- **Exercise description**:
For the entries that follow, produce an exact copy with no pictures in it.

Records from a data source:
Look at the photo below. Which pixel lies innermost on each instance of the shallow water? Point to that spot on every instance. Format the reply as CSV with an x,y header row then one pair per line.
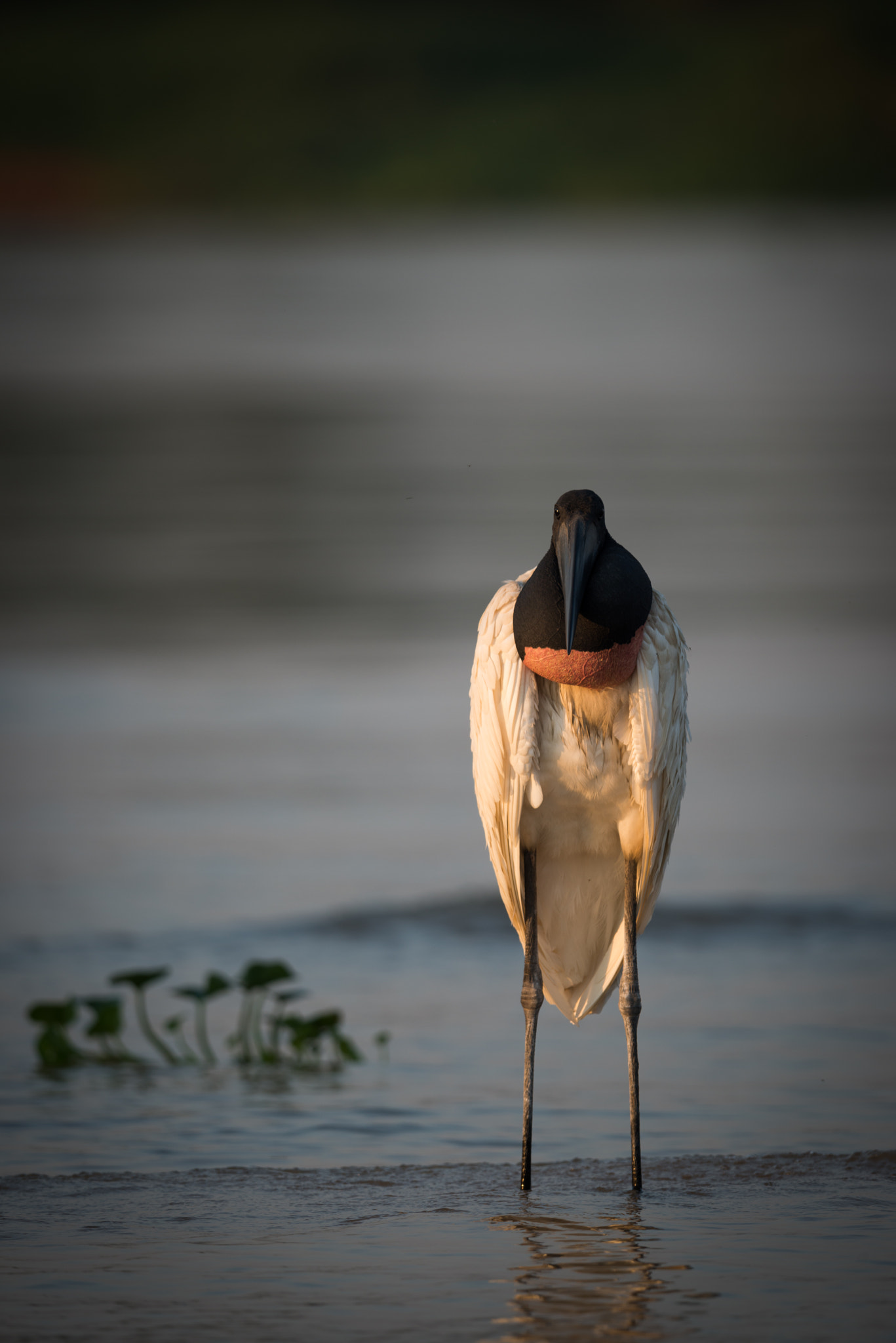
x,y
755,1037
256,494
782,1248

- **Answer to the exercise**:
Look at the photo below. Which pixel lies innermost on each instance of the shallow water? Point to that spot on every instance. Format the reply as CSV with an x,y header row then one pair per line.
x,y
755,1037
256,494
782,1248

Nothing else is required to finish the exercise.